** Opening EXERCISE DATA block **

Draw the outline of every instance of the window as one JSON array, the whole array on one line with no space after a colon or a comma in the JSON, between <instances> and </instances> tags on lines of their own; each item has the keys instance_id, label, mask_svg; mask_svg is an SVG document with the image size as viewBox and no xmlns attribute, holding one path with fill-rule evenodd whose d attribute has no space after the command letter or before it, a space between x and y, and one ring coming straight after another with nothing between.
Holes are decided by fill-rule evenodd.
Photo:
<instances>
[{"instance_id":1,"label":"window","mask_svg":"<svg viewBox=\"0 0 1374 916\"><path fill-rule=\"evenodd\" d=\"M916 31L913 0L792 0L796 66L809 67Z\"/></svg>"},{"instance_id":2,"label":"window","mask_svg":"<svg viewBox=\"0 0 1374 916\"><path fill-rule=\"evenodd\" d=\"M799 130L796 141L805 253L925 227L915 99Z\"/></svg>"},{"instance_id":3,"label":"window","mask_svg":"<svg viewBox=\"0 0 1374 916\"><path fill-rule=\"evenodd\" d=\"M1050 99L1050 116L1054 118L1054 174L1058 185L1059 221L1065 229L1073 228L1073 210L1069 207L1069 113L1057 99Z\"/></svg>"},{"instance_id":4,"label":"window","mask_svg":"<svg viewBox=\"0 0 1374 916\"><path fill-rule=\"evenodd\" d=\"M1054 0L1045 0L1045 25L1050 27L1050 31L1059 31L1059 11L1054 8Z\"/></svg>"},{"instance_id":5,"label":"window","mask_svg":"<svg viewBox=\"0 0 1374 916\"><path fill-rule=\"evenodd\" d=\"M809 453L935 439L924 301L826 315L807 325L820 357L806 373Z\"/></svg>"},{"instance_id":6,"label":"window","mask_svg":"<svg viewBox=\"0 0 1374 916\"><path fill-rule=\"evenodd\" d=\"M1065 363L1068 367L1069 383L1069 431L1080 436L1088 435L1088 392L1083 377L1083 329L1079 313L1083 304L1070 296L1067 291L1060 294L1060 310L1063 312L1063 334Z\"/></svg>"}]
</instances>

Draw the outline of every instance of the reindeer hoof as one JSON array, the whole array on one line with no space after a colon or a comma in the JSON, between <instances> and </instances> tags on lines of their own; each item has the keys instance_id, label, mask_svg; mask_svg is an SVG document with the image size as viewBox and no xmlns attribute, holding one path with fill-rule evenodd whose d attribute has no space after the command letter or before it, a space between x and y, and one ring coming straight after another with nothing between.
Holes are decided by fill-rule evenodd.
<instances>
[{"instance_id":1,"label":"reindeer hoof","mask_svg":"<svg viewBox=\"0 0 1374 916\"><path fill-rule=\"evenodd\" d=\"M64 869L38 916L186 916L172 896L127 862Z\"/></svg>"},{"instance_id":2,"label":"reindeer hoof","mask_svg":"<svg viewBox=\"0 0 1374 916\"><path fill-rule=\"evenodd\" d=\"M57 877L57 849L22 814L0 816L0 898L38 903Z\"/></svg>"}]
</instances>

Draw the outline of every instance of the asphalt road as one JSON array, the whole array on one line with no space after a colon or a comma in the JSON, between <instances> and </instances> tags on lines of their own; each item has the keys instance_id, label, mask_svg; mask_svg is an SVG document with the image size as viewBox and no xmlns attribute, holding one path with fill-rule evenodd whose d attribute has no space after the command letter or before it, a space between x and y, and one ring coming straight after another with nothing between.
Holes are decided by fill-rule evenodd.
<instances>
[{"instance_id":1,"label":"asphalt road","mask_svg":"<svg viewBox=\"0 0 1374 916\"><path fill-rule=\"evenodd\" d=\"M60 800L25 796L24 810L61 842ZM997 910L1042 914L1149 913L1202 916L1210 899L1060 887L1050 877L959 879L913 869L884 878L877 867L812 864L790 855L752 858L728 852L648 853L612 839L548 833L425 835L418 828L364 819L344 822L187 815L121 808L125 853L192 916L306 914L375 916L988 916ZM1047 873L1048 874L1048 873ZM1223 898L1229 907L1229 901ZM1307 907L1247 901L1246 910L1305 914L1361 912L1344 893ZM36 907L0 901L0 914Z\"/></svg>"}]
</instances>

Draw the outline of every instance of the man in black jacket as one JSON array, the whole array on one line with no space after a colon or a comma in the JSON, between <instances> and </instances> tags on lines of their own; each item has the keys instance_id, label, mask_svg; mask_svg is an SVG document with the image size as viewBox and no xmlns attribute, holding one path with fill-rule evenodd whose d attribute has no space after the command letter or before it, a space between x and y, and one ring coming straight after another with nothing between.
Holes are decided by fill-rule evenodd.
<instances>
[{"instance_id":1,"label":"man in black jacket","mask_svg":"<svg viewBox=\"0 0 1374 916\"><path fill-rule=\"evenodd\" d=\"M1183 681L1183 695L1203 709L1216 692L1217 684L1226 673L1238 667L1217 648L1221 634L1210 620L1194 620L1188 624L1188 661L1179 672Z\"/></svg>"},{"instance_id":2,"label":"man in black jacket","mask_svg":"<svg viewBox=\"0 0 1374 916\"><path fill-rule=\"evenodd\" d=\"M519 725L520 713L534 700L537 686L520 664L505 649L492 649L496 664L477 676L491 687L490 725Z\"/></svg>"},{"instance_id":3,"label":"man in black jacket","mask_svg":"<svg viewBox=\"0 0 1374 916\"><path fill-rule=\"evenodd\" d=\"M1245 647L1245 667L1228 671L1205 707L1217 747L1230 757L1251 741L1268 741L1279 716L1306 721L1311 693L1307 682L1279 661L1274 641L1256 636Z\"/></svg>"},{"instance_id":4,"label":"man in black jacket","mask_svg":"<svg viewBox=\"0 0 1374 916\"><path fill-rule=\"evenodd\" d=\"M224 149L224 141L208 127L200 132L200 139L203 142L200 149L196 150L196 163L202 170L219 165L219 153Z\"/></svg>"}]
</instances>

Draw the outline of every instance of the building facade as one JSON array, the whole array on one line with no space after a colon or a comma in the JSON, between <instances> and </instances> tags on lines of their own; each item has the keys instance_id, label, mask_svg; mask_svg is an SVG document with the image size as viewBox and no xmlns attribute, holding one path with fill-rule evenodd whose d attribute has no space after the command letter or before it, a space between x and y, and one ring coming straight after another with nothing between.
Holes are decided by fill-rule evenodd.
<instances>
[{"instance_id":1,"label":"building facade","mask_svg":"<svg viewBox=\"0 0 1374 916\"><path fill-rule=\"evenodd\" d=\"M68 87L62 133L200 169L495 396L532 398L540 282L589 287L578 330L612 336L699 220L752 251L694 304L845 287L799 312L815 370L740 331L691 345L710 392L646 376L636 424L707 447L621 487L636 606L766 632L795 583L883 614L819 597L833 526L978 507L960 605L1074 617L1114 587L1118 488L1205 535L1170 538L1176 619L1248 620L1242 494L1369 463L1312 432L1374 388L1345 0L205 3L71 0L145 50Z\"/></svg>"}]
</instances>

** Closing EXERCISE DATA block **

Keep every word the same and copy out all of the entries.

**ANSWER BELOW**
Draw the outline of every instance of the window as one JSON array, the whole array on one line with no space after a colon or a comma in the JSON, between <instances> and </instances> tags on lines of their own; each item has the keys instance_id, label, mask_svg; mask_svg is an SVG document with the image size as viewBox and no xmlns attribute, holding one path with fill-rule evenodd whose d attribute has no space after the command letter or before it, a space between x and y, and one ring coming straight after another with nothing between.
Holes are decided by fill-rule evenodd.
Photo:
<instances>
[{"instance_id":1,"label":"window","mask_svg":"<svg viewBox=\"0 0 1374 916\"><path fill-rule=\"evenodd\" d=\"M916 31L913 0L792 0L796 66L809 67Z\"/></svg>"},{"instance_id":2,"label":"window","mask_svg":"<svg viewBox=\"0 0 1374 916\"><path fill-rule=\"evenodd\" d=\"M799 130L796 141L805 253L925 227L915 99Z\"/></svg>"},{"instance_id":3,"label":"window","mask_svg":"<svg viewBox=\"0 0 1374 916\"><path fill-rule=\"evenodd\" d=\"M1050 99L1050 116L1054 118L1054 174L1058 185L1059 221L1065 229L1073 228L1073 210L1069 207L1069 113L1057 99Z\"/></svg>"},{"instance_id":4,"label":"window","mask_svg":"<svg viewBox=\"0 0 1374 916\"><path fill-rule=\"evenodd\" d=\"M1054 0L1045 0L1045 25L1050 27L1050 31L1059 31L1059 11L1054 8Z\"/></svg>"},{"instance_id":5,"label":"window","mask_svg":"<svg viewBox=\"0 0 1374 916\"><path fill-rule=\"evenodd\" d=\"M809 453L935 439L924 301L826 315L807 325L820 357L806 373Z\"/></svg>"},{"instance_id":6,"label":"window","mask_svg":"<svg viewBox=\"0 0 1374 916\"><path fill-rule=\"evenodd\" d=\"M1065 363L1068 367L1069 383L1069 431L1080 436L1088 435L1088 392L1083 377L1083 329L1079 313L1083 304L1070 296L1067 291L1060 294L1060 310L1063 312L1063 334Z\"/></svg>"}]
</instances>

Draw the outline of every instance of the reindeer hoof as one JSON array, the whole array on one line with no space after a colon or a comma in the JSON, between <instances> and </instances> tags on lines of their own; each item has the keys instance_id, label, mask_svg; mask_svg is an SVG document with the image size as viewBox and no xmlns attribute, holding one path with fill-rule evenodd whose d attribute has no space after the command letter or before it, a space between x and y, and one ring coming straight after another with nothing between.
Holes are decided by fill-rule evenodd.
<instances>
[{"instance_id":1,"label":"reindeer hoof","mask_svg":"<svg viewBox=\"0 0 1374 916\"><path fill-rule=\"evenodd\" d=\"M64 869L38 916L186 916L172 896L127 862Z\"/></svg>"},{"instance_id":2,"label":"reindeer hoof","mask_svg":"<svg viewBox=\"0 0 1374 916\"><path fill-rule=\"evenodd\" d=\"M57 877L57 849L22 814L0 816L0 898L38 903Z\"/></svg>"}]
</instances>

Draw the outline of every instance of the asphalt road as one JSON array, the whole array on one line with no space after a colon or a comma in the JSON, between <instances> and </instances> tags on lines of their own; each item has the keys instance_id, label, mask_svg; mask_svg is an SVG document with the image size as viewBox and no xmlns attribute, holding one path with fill-rule evenodd whose d attribute has no space after the command letter or before it, a space between x and y, and one ring coming straight after another with nothing between.
Holes are decided by fill-rule evenodd.
<instances>
[{"instance_id":1,"label":"asphalt road","mask_svg":"<svg viewBox=\"0 0 1374 916\"><path fill-rule=\"evenodd\" d=\"M60 800L25 796L24 810L61 842ZM997 910L1042 914L1149 913L1202 916L1210 899L1060 887L1050 877L959 879L913 869L884 878L877 867L812 864L790 855L752 858L728 852L648 853L612 839L548 833L425 835L418 828L364 819L344 822L187 815L121 808L125 853L192 916L306 914L375 916L988 916ZM1047 873L1048 874L1048 873ZM1223 898L1229 907L1229 901ZM1307 907L1247 901L1246 910L1305 914L1361 912L1344 893ZM36 907L0 901L0 914Z\"/></svg>"}]
</instances>

Draw the outline of every instance of the man in black jacket as one JSON array, the whole array on one line with no space after a colon or a comma in the JSON, between <instances> and </instances> tags on lines of their own; each item has the keys instance_id, label, mask_svg; mask_svg is an SVG document with the image size as viewBox and no xmlns attribute, holding one path with fill-rule evenodd whose d attribute has no space after the command letter or before it, a space between x and y, and one ring coming straight after another with nothing between.
Holes are decided by fill-rule evenodd.
<instances>
[{"instance_id":1,"label":"man in black jacket","mask_svg":"<svg viewBox=\"0 0 1374 916\"><path fill-rule=\"evenodd\" d=\"M1183 681L1183 695L1203 709L1216 692L1217 684L1226 673L1238 667L1217 648L1221 634L1210 620L1194 620L1188 624L1188 661L1179 672Z\"/></svg>"},{"instance_id":2,"label":"man in black jacket","mask_svg":"<svg viewBox=\"0 0 1374 916\"><path fill-rule=\"evenodd\" d=\"M519 725L520 713L534 700L537 686L520 664L505 649L492 649L496 664L477 676L491 687L490 725Z\"/></svg>"},{"instance_id":3,"label":"man in black jacket","mask_svg":"<svg viewBox=\"0 0 1374 916\"><path fill-rule=\"evenodd\" d=\"M1245 647L1245 667L1228 671L1205 707L1217 747L1230 757L1251 741L1268 741L1279 716L1306 721L1311 693L1307 682L1279 661L1274 641L1256 636Z\"/></svg>"},{"instance_id":4,"label":"man in black jacket","mask_svg":"<svg viewBox=\"0 0 1374 916\"><path fill-rule=\"evenodd\" d=\"M224 149L224 141L208 127L200 132L200 139L203 142L200 149L196 150L196 163L202 170L219 165L219 153Z\"/></svg>"}]
</instances>

Draw the outline of every instance of the building facade as one JSON array, the whole array on one line with no space after a colon or a comma in the JSON, between <instances> and </instances> tags on lines of their own; each item has the keys instance_id, label, mask_svg; mask_svg is an SVG document with the image size as viewBox and no xmlns attribute, holding one path with fill-rule evenodd whose d attribute has no space after the command letter or before it, a space between x and y, and one ring coming straight after another with nothing between.
Holes are decided by fill-rule evenodd.
<instances>
[{"instance_id":1,"label":"building facade","mask_svg":"<svg viewBox=\"0 0 1374 916\"><path fill-rule=\"evenodd\" d=\"M68 87L62 133L200 169L495 396L532 398L540 282L589 287L578 330L612 336L699 220L752 251L694 304L845 287L799 312L815 370L740 331L691 345L710 392L646 376L636 424L707 447L621 487L636 606L766 632L795 583L883 614L819 597L833 526L978 507L960 605L1074 617L1114 587L1118 488L1205 535L1170 538L1176 619L1248 620L1242 494L1369 463L1312 432L1374 388L1345 0L205 3L71 0L145 50Z\"/></svg>"}]
</instances>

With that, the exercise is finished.